TASK BRIEF:
According to the passage below on teaching science through COVID, what will statistics cease to feel like?

EXERCISE TEXT:
So, what you have is a new pedagogical reality.

For the first time, you can imagine a high school class in which teenagers might be given a science course where they are being taught about statistics, probability, uncertainties and the arcane rest and might – sorry to speak so much in italics but that should probably be a might – really want to learn what is being taught. That is, statistics will cease to feel like a mathematical punishment, a pedagogical bench on which many students feel they are being mentally whipped by teachers armed with numbers.

Instead of telling students that these are things experts think are important for you to know, you use class time to explain COVID issues that were and likely are still confusing to students. 

In this framework, COVID moves from being just a scary virus to what you might call a branded kind of teaching. 

Imagine a scenario where teachers don’t instruct from the top down but rather begin by asking students personal questions. Questions like: what can your COVID experience teach you about how science works? What would you have liked to have been better explained to you? And maybe most significantly, did you feel a relationship to the COVID statistics and how you, your family, and your friends felt they should lead their lives?

Stored data entries:
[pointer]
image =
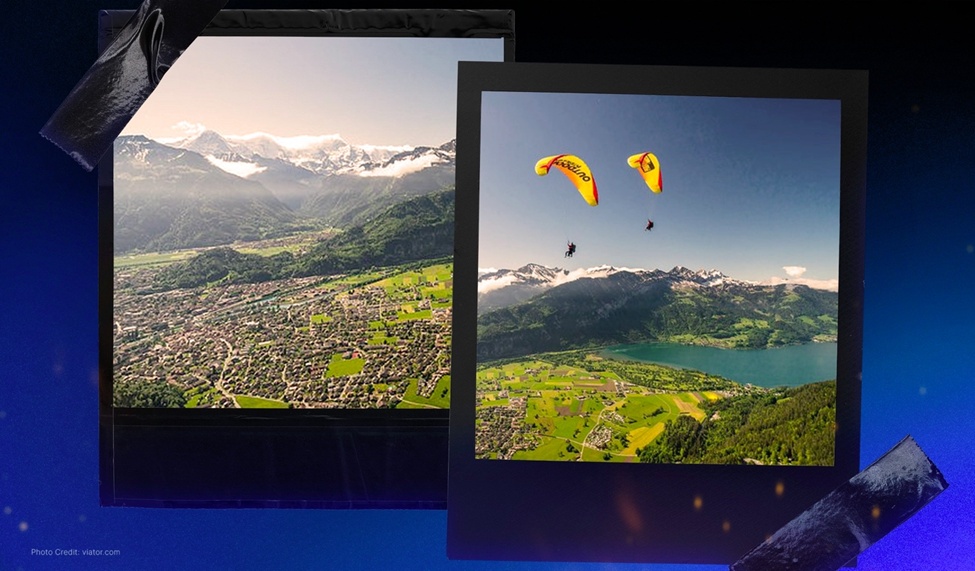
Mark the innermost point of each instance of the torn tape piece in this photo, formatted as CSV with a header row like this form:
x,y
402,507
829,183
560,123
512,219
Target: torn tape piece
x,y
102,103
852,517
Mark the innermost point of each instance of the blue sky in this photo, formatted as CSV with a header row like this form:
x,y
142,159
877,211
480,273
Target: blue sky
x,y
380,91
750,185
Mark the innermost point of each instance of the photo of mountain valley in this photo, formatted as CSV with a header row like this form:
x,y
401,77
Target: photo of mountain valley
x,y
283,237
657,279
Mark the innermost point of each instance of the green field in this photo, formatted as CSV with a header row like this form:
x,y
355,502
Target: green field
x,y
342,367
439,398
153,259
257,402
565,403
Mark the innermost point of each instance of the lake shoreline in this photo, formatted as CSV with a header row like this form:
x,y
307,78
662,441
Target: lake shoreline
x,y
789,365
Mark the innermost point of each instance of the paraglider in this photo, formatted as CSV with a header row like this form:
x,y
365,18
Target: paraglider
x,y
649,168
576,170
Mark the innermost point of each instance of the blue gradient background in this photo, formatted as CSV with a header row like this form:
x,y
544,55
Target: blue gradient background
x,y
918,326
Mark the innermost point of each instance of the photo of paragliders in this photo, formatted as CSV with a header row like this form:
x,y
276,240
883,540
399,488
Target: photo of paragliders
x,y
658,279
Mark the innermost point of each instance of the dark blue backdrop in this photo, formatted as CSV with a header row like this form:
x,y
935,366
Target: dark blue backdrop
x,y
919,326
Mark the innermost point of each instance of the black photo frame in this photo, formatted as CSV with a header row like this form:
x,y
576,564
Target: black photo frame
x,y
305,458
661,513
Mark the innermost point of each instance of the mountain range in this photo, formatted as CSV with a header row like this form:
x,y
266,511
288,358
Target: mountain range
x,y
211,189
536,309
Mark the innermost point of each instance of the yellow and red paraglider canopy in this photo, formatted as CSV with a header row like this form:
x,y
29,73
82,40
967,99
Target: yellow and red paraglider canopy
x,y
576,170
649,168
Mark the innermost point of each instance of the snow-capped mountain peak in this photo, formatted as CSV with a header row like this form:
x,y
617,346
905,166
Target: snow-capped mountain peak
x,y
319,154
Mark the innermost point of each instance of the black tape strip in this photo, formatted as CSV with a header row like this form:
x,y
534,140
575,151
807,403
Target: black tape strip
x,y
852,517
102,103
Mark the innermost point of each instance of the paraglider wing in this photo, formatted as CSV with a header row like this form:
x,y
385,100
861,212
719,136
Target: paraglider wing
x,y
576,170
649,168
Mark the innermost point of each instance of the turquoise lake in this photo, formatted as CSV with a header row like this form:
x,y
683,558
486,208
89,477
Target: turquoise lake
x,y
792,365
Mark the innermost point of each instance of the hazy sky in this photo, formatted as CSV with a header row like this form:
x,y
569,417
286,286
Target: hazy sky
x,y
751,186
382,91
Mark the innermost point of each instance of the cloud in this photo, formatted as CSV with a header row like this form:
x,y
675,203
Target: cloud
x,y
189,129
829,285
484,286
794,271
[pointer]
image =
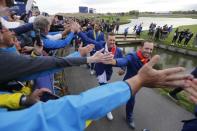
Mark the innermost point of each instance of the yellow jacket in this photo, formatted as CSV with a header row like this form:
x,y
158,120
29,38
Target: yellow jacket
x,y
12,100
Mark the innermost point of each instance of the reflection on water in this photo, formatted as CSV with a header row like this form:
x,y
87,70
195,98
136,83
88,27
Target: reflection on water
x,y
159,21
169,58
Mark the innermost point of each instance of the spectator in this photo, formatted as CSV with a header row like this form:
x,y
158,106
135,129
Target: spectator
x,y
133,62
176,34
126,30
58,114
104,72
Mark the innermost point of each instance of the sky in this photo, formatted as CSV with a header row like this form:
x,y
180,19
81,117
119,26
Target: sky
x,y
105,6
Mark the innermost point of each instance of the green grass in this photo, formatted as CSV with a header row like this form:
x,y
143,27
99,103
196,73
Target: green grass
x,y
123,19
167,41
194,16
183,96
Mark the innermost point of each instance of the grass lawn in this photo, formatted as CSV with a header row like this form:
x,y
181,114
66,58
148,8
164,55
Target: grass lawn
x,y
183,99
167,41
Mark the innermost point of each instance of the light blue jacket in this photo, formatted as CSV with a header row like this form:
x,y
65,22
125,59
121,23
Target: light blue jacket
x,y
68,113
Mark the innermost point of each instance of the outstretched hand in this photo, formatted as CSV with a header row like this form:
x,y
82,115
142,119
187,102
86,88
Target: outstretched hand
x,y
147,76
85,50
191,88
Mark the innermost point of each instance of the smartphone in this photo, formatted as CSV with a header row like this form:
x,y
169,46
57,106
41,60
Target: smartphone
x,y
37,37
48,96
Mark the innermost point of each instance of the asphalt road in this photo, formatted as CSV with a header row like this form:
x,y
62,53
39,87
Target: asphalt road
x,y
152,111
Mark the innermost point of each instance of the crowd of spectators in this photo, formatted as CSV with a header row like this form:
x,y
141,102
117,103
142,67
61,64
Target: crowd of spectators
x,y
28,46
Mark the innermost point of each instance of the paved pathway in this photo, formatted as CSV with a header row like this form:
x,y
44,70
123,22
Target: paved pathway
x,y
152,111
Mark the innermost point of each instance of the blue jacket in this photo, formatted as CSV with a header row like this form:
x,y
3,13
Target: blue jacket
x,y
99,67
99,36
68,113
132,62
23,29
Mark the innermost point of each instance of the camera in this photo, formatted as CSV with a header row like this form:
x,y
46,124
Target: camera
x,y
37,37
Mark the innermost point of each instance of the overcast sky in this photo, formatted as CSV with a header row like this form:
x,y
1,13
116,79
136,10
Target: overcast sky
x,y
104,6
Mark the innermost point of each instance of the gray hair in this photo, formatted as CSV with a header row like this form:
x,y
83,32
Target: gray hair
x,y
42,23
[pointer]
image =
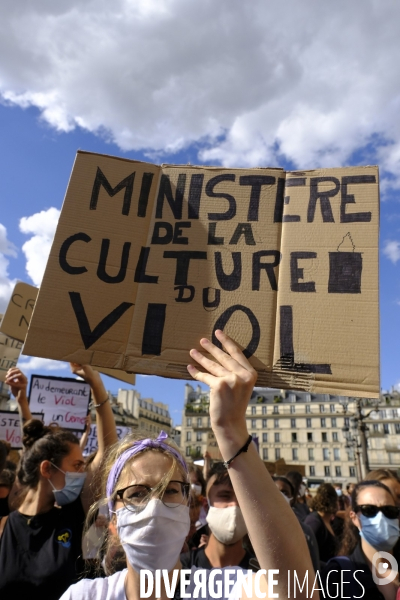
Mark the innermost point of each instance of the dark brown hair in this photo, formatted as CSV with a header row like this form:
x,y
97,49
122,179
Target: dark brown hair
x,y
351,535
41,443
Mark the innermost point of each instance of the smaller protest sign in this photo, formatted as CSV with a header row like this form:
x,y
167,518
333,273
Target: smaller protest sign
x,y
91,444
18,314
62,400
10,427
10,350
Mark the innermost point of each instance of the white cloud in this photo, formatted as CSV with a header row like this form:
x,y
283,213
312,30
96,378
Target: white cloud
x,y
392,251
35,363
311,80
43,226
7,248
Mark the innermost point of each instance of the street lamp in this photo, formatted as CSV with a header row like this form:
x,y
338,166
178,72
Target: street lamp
...
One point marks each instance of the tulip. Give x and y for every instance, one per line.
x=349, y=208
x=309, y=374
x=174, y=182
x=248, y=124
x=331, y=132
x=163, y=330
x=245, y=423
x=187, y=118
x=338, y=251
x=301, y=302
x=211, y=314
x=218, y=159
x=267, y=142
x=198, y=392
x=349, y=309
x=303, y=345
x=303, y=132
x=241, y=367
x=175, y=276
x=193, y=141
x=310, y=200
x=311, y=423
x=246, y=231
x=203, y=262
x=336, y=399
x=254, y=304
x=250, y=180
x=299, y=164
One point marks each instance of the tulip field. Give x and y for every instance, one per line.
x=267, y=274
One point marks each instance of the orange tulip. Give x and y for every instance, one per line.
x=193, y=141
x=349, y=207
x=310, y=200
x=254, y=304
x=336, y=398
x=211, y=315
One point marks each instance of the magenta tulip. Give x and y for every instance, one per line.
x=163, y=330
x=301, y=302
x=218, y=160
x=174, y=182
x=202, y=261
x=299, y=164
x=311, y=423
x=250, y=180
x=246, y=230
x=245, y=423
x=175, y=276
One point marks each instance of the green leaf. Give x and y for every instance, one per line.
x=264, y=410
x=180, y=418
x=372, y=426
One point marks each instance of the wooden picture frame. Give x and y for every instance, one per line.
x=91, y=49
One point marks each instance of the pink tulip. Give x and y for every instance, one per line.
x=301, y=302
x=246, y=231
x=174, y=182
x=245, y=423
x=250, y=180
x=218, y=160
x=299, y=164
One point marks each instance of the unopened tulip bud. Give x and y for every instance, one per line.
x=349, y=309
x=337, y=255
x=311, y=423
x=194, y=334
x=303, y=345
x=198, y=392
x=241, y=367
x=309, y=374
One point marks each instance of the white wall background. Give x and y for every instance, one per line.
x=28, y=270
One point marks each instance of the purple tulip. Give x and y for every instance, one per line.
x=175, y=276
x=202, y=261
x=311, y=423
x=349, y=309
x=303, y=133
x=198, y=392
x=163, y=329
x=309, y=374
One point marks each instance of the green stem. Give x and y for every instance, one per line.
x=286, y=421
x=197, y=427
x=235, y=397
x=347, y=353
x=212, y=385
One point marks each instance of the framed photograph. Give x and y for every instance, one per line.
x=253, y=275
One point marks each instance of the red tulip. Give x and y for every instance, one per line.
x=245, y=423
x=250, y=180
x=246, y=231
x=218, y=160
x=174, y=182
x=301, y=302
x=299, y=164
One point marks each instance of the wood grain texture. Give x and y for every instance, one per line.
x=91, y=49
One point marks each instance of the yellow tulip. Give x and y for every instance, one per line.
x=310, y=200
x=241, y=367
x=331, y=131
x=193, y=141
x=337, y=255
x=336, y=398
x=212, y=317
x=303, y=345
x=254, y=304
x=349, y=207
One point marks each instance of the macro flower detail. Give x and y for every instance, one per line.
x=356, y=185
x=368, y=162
--
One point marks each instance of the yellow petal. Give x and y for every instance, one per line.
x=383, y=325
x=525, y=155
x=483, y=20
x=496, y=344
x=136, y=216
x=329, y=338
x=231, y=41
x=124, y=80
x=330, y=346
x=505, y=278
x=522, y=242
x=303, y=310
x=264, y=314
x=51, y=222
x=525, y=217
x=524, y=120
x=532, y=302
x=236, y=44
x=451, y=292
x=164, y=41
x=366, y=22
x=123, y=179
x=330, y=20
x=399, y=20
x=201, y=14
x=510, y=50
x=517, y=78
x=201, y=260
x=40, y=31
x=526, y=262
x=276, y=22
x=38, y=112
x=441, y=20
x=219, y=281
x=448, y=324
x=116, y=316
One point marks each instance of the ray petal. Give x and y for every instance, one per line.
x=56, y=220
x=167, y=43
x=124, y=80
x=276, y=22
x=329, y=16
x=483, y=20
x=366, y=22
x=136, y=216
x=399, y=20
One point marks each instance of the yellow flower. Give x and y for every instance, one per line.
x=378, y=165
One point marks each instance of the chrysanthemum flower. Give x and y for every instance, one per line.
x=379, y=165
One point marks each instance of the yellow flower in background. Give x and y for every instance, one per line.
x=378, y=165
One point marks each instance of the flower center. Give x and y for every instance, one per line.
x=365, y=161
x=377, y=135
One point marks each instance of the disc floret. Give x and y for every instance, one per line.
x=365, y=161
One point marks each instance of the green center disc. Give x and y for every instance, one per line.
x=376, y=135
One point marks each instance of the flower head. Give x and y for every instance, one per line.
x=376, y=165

RESPONSE BOX:
A mathematical punishment.